Stated exercise: Copy out every entry below, swapping "a single point" for "one point" and keeping everything else the same. Leave the pictures out.

Stored entries:
-=-=-
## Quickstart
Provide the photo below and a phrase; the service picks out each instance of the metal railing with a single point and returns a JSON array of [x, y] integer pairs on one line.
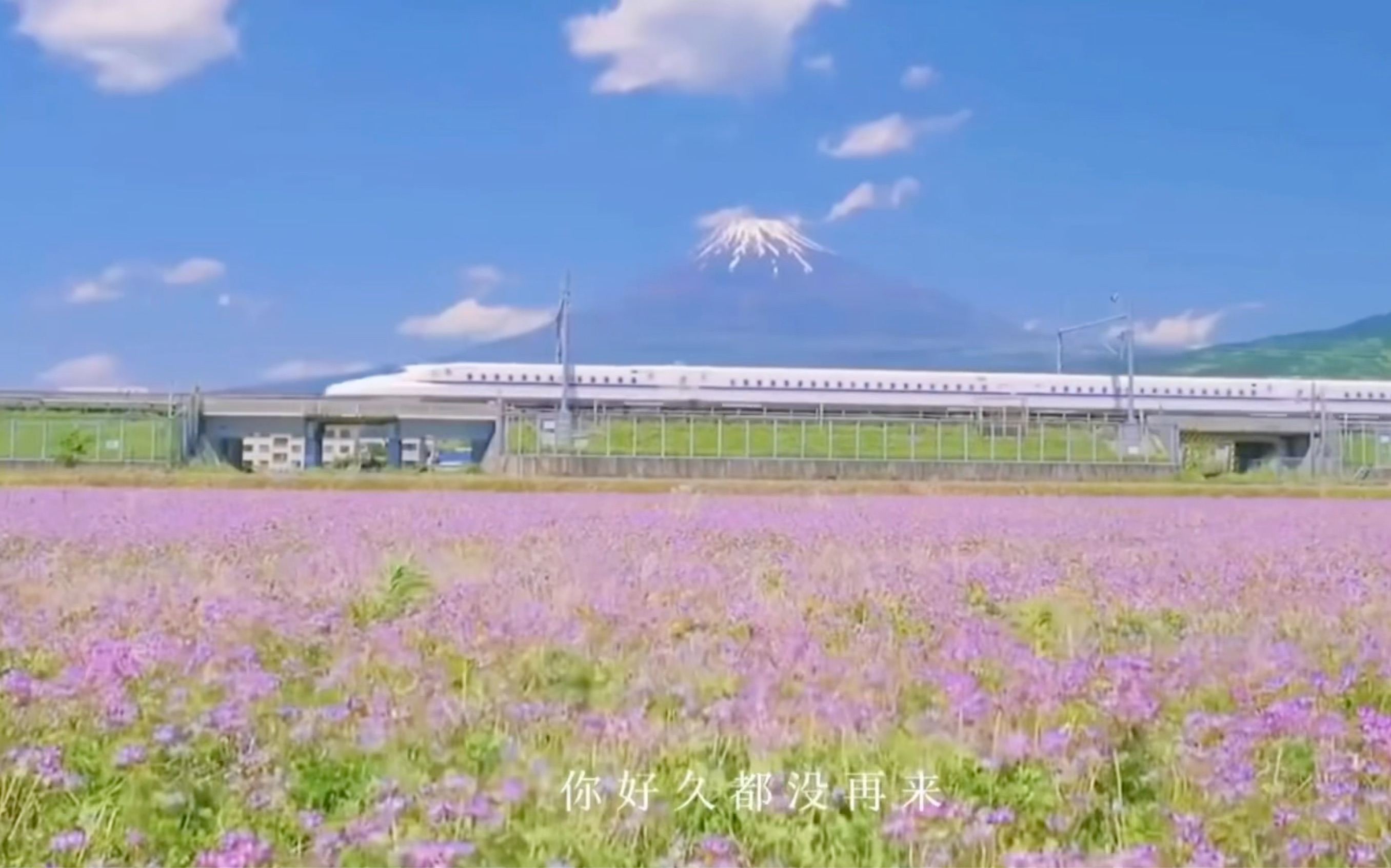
[[1023, 438]]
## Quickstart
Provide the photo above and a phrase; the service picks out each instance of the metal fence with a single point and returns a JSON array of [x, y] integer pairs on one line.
[[81, 438], [974, 438], [1361, 444]]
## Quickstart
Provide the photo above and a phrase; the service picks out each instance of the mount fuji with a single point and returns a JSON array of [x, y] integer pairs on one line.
[[760, 291]]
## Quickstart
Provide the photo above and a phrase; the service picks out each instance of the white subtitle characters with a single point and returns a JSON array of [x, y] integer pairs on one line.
[[753, 792], [699, 783], [867, 788], [923, 792], [809, 792], [582, 792], [636, 791]]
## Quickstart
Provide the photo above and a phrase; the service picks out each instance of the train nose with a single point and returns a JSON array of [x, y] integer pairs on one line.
[[364, 387]]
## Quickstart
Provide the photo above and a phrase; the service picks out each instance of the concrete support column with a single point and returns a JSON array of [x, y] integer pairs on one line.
[[394, 444], [313, 444]]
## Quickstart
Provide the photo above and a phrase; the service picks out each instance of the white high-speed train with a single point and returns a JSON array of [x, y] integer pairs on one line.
[[871, 390]]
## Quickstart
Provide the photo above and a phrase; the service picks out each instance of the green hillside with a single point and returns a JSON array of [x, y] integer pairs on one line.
[[1358, 351]]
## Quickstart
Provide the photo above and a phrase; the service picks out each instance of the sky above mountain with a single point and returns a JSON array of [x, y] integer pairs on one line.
[[224, 190]]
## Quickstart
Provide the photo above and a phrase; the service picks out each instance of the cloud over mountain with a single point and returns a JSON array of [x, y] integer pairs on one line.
[[131, 46], [891, 134], [867, 196], [96, 371], [693, 46]]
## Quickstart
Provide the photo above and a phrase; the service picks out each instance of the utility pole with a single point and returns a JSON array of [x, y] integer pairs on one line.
[[1128, 348], [563, 356]]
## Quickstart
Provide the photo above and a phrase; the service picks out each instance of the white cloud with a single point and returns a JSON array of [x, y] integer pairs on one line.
[[192, 272], [132, 46], [916, 78], [478, 323], [301, 369], [716, 220], [891, 134], [693, 46], [102, 288], [876, 196], [99, 371], [722, 217], [1187, 330]]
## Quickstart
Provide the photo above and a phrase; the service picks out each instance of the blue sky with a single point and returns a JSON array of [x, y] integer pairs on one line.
[[215, 191]]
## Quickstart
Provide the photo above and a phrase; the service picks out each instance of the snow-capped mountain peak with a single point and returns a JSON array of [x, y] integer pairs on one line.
[[745, 237]]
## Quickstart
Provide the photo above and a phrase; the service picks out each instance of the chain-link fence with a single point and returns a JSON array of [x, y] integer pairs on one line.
[[1020, 438], [80, 438], [1362, 444]]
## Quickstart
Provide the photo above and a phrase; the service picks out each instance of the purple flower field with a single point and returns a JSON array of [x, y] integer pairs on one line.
[[251, 678]]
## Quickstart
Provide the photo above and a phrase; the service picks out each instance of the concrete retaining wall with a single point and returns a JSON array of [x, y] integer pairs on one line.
-=-=-
Complete output:
## Quickstart
Provide the photo below and a phrase; the service picks out each instance of the metal railing with one point and returns a JSON array of [x, y] integer pairs on one line.
[[1023, 438]]
## Quickstart
Provide the photo above and a phrase; the service picks out each instance of the metal fence with one point and returns a JSON array of [x, y] integer pairs on one line.
[[81, 438], [974, 438], [1361, 444]]
## Quickstart
Provide the photo above and a phrase; the service picks out each instance of the mount fuji with one point and returns a JSON array of [x, y] integer pairs on one line.
[[760, 291]]
## Quickstart
Provide the photo above and a phrase; the service picks out each instance of the white subtitle characters with one point and returns a JSON array of [x, y] integer pairs on one line.
[[753, 792], [699, 783], [867, 788], [923, 792], [809, 792], [582, 792], [636, 791]]
## Quickstart
Provide the photo above and a phrase; the service picks out each instance of the train nose with one point and returns a JSON array of [x, y] integer pairs on one line.
[[364, 387]]
## Quickstart
Provide the photo above and a phrase; the service picks out each instance of the concrete support column with one point and returns a JSON array of [x, y] integer pairs on one line.
[[394, 444], [313, 444]]
## Quickstart
Provide the photo above and a phrase; the service picks out each instance of the white high-speed train with one point and returns a JSON array of [x, y] integer pairs on one line.
[[871, 390]]
## Quickstart
Provide the photo above and a phrase; the service picks out each instance of the green hillside with one point and returns a JSON array of [x, y] integer pairs on one line.
[[1358, 351]]
## Quickstart
Provide the photo above and a phrase; the service picks out each instance of the sky above mountain with one point and returns a JSON array of [x, y] integer pairs on one line.
[[224, 190]]
## Quickstart
Provide the photo above and a phrase; the service picks out each instance of the cloud over mountain with one point and returns a JSON array of [x, y] integer pairs on one line.
[[131, 46], [891, 134], [867, 196], [96, 371], [693, 46]]
## Quickstart
Provide the photo above and a phrase; the service picks out each instance of the utility pole with one point and returns a JSON array of [x, y] integer pairs on one line.
[[1128, 348], [563, 356]]
## Quickstart
Provide the photo above and a phrase; the service picks out each instance of the white cloud with one point and returns a JSON array of [x, y] integer pairs on one line.
[[192, 272], [132, 46], [916, 78], [478, 323], [301, 369], [716, 220], [891, 134], [693, 46], [102, 288], [876, 196], [99, 371], [722, 217], [1187, 330]]
## Quickstart
Provide the photo above and a phrase; the service picks out each instance of the blue sky with one point and returns a JSON array of [x, y] integer pairs on one line.
[[215, 191]]
## Quickstart
Provide the photo above and a phrase; the service picks out each instance of the snow-capped mountain peak with one point and returns a JSON array of [x, y] integer pairs on one line.
[[745, 237]]
## Quickstart
Provide the photo above and a phrase; the service picks out each instance of the chain-link fence with one point and returns a JSON array of [x, y] integer pairs on one line.
[[1020, 438], [80, 438], [1362, 444]]
## Quickstart
Provide the photo above and a phrase; the service picks out each instance of the purple flower field with one point and returns a JSON array of [x, y] integer pairs on one line.
[[251, 678]]
## Quickstart
Provide the photo above and a phrase; the service picks out each instance of the concrete retaining wall with one point and returns a JSON array of [x, y] integer pairs on one line.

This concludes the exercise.